**What to produce**
Every line containing the string "bench" is to be copied from the records.

◆ ◆ ◆ ◆

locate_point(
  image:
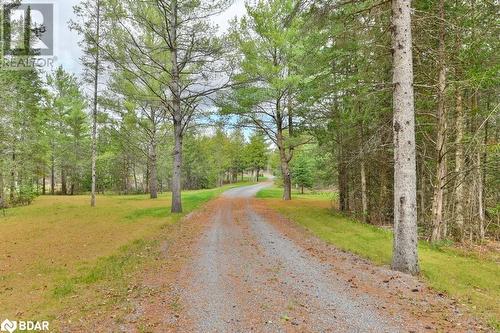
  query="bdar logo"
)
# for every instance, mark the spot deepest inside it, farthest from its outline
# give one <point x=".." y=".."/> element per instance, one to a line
<point x="8" y="326"/>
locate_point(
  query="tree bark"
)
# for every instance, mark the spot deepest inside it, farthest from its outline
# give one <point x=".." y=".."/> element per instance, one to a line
<point x="13" y="177"/>
<point x="405" y="256"/>
<point x="53" y="175"/>
<point x="64" y="188"/>
<point x="94" y="111"/>
<point x="285" y="168"/>
<point x="459" y="168"/>
<point x="480" y="200"/>
<point x="438" y="197"/>
<point x="44" y="187"/>
<point x="364" y="198"/>
<point x="177" y="170"/>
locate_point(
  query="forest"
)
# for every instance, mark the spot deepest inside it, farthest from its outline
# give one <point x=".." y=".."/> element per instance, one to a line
<point x="387" y="108"/>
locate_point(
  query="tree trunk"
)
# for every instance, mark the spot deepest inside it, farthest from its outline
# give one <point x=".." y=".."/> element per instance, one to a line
<point x="177" y="113"/>
<point x="94" y="111"/>
<point x="438" y="197"/>
<point x="13" y="177"/>
<point x="364" y="198"/>
<point x="44" y="187"/>
<point x="53" y="176"/>
<point x="287" y="180"/>
<point x="480" y="200"/>
<point x="405" y="257"/>
<point x="177" y="170"/>
<point x="153" y="177"/>
<point x="459" y="168"/>
<point x="64" y="188"/>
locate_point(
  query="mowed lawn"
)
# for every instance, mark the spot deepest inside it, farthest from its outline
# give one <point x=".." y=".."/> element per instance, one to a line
<point x="472" y="278"/>
<point x="60" y="245"/>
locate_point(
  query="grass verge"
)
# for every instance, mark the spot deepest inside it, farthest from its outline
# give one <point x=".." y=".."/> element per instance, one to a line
<point x="59" y="253"/>
<point x="472" y="279"/>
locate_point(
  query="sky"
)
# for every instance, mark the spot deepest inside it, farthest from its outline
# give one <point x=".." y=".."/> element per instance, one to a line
<point x="67" y="50"/>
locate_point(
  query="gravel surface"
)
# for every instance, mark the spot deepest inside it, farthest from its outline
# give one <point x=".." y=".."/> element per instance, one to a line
<point x="248" y="276"/>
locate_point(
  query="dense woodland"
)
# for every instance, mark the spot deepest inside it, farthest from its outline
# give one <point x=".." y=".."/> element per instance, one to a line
<point x="301" y="88"/>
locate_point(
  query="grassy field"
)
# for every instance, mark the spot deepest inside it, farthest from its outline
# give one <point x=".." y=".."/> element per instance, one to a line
<point x="60" y="247"/>
<point x="472" y="278"/>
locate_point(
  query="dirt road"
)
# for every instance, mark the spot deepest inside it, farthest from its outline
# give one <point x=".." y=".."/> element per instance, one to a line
<point x="236" y="266"/>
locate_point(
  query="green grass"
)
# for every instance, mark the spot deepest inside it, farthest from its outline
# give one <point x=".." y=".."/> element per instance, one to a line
<point x="473" y="280"/>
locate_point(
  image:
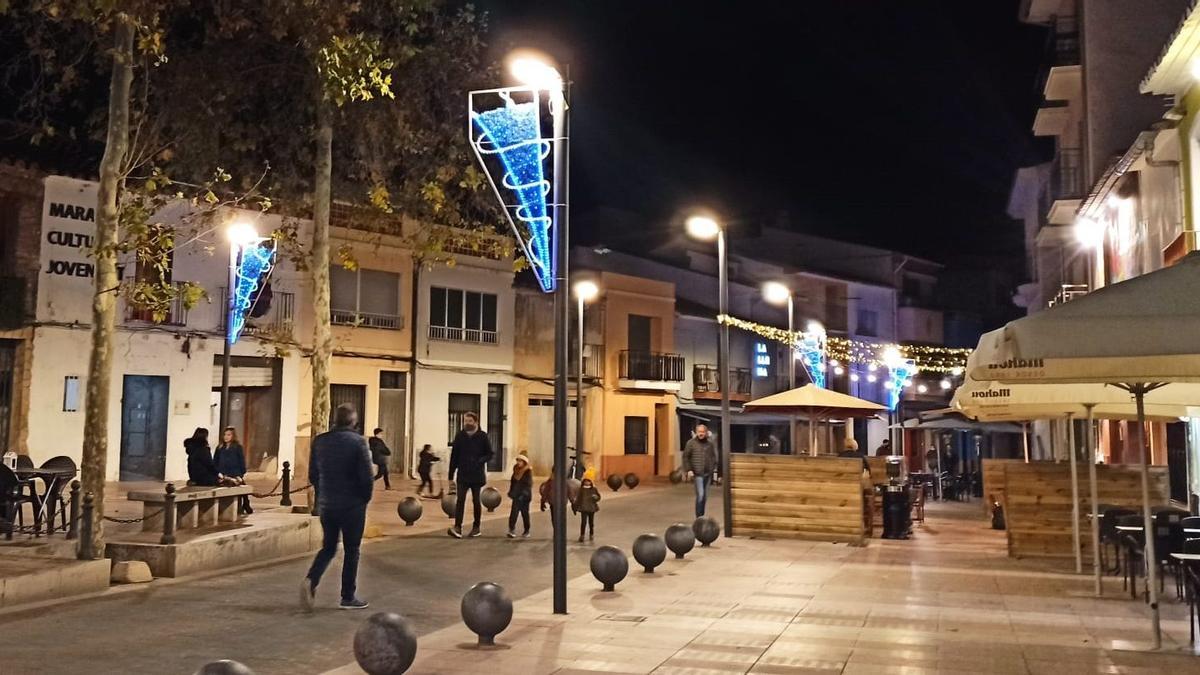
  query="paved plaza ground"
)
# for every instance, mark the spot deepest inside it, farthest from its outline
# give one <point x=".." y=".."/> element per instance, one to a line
<point x="947" y="601"/>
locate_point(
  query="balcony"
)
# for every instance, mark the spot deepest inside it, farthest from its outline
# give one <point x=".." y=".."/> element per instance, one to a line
<point x="1068" y="292"/>
<point x="706" y="383"/>
<point x="473" y="335"/>
<point x="651" y="370"/>
<point x="279" y="318"/>
<point x="177" y="314"/>
<point x="366" y="320"/>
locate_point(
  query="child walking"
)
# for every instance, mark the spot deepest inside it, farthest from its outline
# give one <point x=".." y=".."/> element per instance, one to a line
<point x="587" y="502"/>
<point x="521" y="496"/>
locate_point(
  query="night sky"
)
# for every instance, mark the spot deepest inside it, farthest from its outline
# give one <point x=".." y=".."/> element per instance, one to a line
<point x="889" y="123"/>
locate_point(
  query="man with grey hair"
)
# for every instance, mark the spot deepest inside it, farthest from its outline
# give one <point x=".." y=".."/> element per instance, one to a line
<point x="340" y="471"/>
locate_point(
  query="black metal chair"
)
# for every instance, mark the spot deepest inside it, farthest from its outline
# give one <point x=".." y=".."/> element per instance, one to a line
<point x="55" y="506"/>
<point x="1109" y="536"/>
<point x="11" y="500"/>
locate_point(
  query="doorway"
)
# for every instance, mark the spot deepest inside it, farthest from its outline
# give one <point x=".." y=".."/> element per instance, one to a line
<point x="144" y="426"/>
<point x="394" y="416"/>
<point x="353" y="394"/>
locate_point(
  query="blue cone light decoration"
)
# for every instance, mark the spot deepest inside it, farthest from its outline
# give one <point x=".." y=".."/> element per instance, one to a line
<point x="252" y="266"/>
<point x="513" y="132"/>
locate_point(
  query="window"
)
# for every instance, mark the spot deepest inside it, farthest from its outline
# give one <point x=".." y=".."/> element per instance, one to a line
<point x="868" y="323"/>
<point x="465" y="316"/>
<point x="637" y="430"/>
<point x="364" y="297"/>
<point x="71" y="393"/>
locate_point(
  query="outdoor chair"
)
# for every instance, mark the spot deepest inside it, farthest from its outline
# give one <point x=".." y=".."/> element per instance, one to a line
<point x="54" y="502"/>
<point x="1109" y="537"/>
<point x="11" y="500"/>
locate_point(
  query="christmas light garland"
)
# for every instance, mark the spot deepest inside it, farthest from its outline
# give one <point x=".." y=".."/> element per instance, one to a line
<point x="936" y="359"/>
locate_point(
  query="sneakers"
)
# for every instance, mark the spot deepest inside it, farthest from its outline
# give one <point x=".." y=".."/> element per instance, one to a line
<point x="307" y="595"/>
<point x="354" y="603"/>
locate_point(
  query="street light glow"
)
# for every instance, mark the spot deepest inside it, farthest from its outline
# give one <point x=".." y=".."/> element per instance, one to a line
<point x="241" y="233"/>
<point x="775" y="292"/>
<point x="586" y="291"/>
<point x="703" y="228"/>
<point x="535" y="72"/>
<point x="1089" y="232"/>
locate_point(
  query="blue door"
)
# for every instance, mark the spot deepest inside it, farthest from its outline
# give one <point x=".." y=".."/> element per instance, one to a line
<point x="144" y="426"/>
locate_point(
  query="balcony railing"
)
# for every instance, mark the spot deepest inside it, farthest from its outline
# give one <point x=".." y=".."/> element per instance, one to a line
<point x="1067" y="174"/>
<point x="1068" y="292"/>
<point x="366" y="320"/>
<point x="463" y="335"/>
<point x="706" y="381"/>
<point x="177" y="315"/>
<point x="280" y="317"/>
<point x="652" y="366"/>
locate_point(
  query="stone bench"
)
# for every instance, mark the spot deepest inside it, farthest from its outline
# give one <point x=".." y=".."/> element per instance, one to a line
<point x="195" y="506"/>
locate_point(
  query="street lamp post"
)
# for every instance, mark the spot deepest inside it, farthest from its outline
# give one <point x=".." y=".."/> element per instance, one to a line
<point x="240" y="234"/>
<point x="706" y="228"/>
<point x="585" y="292"/>
<point x="777" y="293"/>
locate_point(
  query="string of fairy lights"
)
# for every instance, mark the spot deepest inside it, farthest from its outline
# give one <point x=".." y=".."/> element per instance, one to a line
<point x="901" y="363"/>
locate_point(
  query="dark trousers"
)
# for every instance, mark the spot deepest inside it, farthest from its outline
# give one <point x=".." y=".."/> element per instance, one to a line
<point x="461" y="503"/>
<point x="383" y="473"/>
<point x="347" y="524"/>
<point x="522" y="508"/>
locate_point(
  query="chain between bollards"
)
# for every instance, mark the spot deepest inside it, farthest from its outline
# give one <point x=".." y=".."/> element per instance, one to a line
<point x="287" y="484"/>
<point x="85" y="525"/>
<point x="168" y="515"/>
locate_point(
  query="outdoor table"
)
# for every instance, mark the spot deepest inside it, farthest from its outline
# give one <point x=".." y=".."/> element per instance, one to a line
<point x="51" y="478"/>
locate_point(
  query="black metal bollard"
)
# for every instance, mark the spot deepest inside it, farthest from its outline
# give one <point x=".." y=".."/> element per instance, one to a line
<point x="73" y="525"/>
<point x="168" y="517"/>
<point x="287" y="484"/>
<point x="85" y="524"/>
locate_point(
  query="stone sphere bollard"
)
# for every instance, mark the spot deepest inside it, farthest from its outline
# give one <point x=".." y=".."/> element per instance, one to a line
<point x="409" y="511"/>
<point x="681" y="539"/>
<point x="609" y="566"/>
<point x="385" y="644"/>
<point x="486" y="610"/>
<point x="706" y="530"/>
<point x="490" y="497"/>
<point x="225" y="667"/>
<point x="649" y="551"/>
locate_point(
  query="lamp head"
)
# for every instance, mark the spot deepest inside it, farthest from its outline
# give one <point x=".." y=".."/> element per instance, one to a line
<point x="775" y="292"/>
<point x="702" y="227"/>
<point x="241" y="233"/>
<point x="586" y="291"/>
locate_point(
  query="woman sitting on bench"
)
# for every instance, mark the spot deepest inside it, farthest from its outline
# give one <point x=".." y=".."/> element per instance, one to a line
<point x="231" y="460"/>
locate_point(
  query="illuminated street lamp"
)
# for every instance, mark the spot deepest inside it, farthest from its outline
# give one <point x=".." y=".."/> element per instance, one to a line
<point x="585" y="292"/>
<point x="777" y="294"/>
<point x="706" y="230"/>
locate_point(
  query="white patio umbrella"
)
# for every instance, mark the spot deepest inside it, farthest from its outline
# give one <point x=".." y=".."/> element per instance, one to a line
<point x="1141" y="335"/>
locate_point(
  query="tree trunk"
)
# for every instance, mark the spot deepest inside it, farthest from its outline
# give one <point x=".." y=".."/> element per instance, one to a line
<point x="103" y="304"/>
<point x="322" y="334"/>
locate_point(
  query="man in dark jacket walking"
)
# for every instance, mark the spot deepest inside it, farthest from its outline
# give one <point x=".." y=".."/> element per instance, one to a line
<point x="700" y="461"/>
<point x="379" y="454"/>
<point x="341" y="473"/>
<point x="469" y="454"/>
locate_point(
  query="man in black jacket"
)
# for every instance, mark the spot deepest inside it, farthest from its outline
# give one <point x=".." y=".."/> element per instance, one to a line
<point x="469" y="454"/>
<point x="340" y="471"/>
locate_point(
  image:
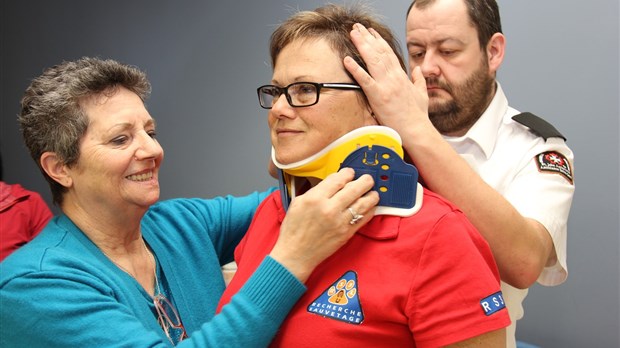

◆ ◆ ◆ ◆

**Exercise output**
  query="stone bench"
  query="woman sitting on bench"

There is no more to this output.